The conventional wisdom in product development is to build for the widest possible audience. Cast the net wide. Sand off the edges. Make it accessible to everyone. This sounds reasonable. It's also, in my experience, the fastest way to build something nobody particularly cares about.

Every product I've built that people genuinely love was built for obsessives. Not for casual users. Not for the general public. For people who care deeply, irrationally, specifically about one thing. Forest fans who can name every player from the 1979 European Cup squad. Pub enthusiasts who have opinions about cask versus keg that they'll defend with their last breath. Parents in London who spend their Sunday mornings researching which farm in Surrey has the best lambing season experience. Japanese food devotees who can taste the difference between dashi made with rishiri kombu and rausu kombu.

These people aren't your average user. They're your best user. And building for them changes everything about how you design.

14
Niche Products
0
Mass Market Plays
100%
Built With Obsession

The obsessive advantage

Obsessive users are different from casual users in three crucial ways. First, they notice detail. A casual pub guide user might glance at the list and pick the nearest option. An obsessive pub enthusiast will notice whether you included the date the pub was established, whether you distinguished between Victorian and Edwardian interiors, whether your description of the atmosphere is specific enough to be useful. They'll also notice - and appreciate - when you get these details right. Detail isn't wasted on them. It's the entire point.

Second, obsessive users have strong opinions. They'll tell you when something is wrong. They'll argue about your choices. They'll suggest improvements. They'll care enough to send you a message at midnight explaining why your categorisation system needs a third tier. This isn't annoyance. This is gold. These people are giving you the most valuable thing a product builder can receive: genuine, passionate, detailed feedback from someone who actually cares about the domain.

Build for the person who will notice whether you used the right shade of Nottingham Forest red. They'll forgive imperfect code. They'll never forgive inauthentic detail. The obsessive user doesn't want polish. They want truth.

Third, obsessive users share. Not broadly - they don't have millions of followers. But they share within their community. And within a niche community, a recommendation from a respected member carries more weight than any advertising campaign. When an obsessive Forest fan shares the Forest quiz with their group chat, it doesn't reach millions of people. It reaches the exact right people. The conversion rate on a niche recommendation is incomparably better than the conversion rate on a mass-market campaign.

Why niche beats broad

The internet changed the economics of niche. Before the internet, a product for Forest fans or Japanese food enthusiasts in London couldn't sustain itself because the addressable market was limited by geography. You needed people to physically show up at a specific location. The internet removes that constraint. A niche audience, spread across a city, a country, or the world, can collectively support a product that would have been impossible in the pre-digital era.

Dataset extract:
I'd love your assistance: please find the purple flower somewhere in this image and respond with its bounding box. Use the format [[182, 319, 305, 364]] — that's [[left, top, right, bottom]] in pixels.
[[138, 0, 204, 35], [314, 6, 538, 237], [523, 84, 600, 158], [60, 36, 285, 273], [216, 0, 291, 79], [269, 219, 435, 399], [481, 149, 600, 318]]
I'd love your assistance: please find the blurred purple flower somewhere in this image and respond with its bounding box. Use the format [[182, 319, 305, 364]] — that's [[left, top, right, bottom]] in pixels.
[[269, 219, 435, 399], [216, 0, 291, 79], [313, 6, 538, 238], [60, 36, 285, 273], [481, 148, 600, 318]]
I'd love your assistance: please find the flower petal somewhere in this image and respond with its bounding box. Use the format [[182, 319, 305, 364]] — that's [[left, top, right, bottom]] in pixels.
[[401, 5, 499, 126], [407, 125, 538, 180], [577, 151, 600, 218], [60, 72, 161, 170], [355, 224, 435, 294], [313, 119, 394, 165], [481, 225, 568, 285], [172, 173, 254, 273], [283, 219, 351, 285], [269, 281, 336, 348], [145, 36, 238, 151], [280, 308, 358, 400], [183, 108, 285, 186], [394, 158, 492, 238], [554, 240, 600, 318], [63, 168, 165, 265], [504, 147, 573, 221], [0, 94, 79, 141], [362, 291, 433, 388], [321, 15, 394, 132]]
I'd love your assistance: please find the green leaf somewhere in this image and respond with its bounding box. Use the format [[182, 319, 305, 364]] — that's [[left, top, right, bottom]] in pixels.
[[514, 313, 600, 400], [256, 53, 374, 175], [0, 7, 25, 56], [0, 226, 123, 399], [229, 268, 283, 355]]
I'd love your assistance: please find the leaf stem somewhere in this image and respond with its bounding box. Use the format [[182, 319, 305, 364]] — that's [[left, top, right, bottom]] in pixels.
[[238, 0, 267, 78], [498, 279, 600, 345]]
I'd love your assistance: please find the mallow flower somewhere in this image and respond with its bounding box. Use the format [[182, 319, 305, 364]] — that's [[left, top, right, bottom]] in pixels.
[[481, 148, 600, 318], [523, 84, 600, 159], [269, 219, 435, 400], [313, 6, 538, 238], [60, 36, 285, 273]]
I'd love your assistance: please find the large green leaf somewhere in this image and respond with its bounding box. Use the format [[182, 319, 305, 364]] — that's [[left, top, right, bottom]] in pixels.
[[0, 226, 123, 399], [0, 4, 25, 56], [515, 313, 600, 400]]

Required tasks:
1. In the essay on building products for obsessive users, what are the three ways obsessive users differ from casual users?
2. Continue the essay on building products for obsessive users, picking up after its final sentence.

Answers:
1. They notice detail, they have strong opinions, and they share within their community.

2.
This is Kevin Kelly's 1,000 True Fans thesis, and it's more relevant now than when he wrote it. You don't need millions of users. You need hundreds - maybe thousands - of people who care deeply. Who visit regularly. Who share with their friends. Who feel a sense of ownership over the product because it was built for them, specifically, rather than for everyone, generically.

🎯
The niche test: If you can describe your ideal user in a single sentence without using the word "everyone," you're on the right track. "Parents in London looking for weekend activities with under-fives" is a niche. "People who want to do things" isn't.

Oishii London works because it isn't a restaurant guide for London. It's a restaurant guide for Japanese food obsessives in London. That constraint - that specific focus on one cuisine, one city, one type of person - allows it to go deep in a way that a general restaurant guide never could. It can distinguish between different styles of ramen. It can recommend the best place for specific cuts of sashimi. It can have opinions about the authenticity of an izakaya in Soho that would be meaningless in a broader guide but are exactly what its audience wants.

Designing with depth

When you design for obsessives, the entire approach shifts. You stop asking "what features do most users need?" and start asking "what details would delight someone who knows this subject deeply?" The answer to the second question is always more interesting than the answer to the first.

For the Forest quiz, I didn't just include basic facts that any casual fan would know. I went deep - player statistics from specific seasons, transfer details, historical matches that only dedicated fans would remember. The quiz is hard. Deliberately hard. A casual football fan would find it frustrating. A Forest obsessive finds it thrilling, because finally, someone has built something that treats their knowledge seriously.

For Little London, I didn't just list activities. I included the specific details that parents obsess over: age suitability, pushchair access, nearby coffee shops (or in my case, hot chocolate availability), rainy day alternatives, exactly how long the activity actually takes versus how long it says it takes. These are details that matter enormously to the target audience and not at all to anyone else.

Mass market products try to avoid alienating anyone. Niche products try to thrill someone. The second approach produces better products, happier users, and, paradoxically, more growth - because thrilled users share.

The authenticity requirement

Here's the crucial thing about designing for obsessives: you have to actually care about the subject. Or at least respect it deeply enough that your caring is indistinguishable from the real thing. Obsessive users can smell inauthenticity instantly. They can tell when someone has done surface-level research and called it expertise. They can tell when the product was built by someone who saw a market opportunity rather than someone who shares their passion.

I built the Forest quiz because I'm a Forest fan. Have been since birth. The quiz works because the questions come from genuine knowledge, not from Wikipedia research. The London Pub Guide works because I drink in London pubs. Oishii London works because I'm genuinely obsessed with Japanese food. The authenticity isn't a marketing layer. It is the foundation.

This is why I think the best niche products are built by people who are part of the community they're serving. Not because outsiders can't do good research - they can. But because insiders have the instinct for what matters. They know which details to include and which to leave out. They know what questions the audience will ask before they ask them. They have the taste for the domain, not just the data.

Build for one, reach many

The paradox of niche products is that the more specific you make them, the more shareable they become. A general pub guide is useful but unremarkable. Nobody shares useful but unremarkable. A pub guide with a genuine point of view - one that takes a position on what makes a pub great, that has the confidence to be opinionated - gets shared because it provokes a reaction. "Have you seen this? They didn't even include The Eagle!" is a better marketing campaign than anything you could buy.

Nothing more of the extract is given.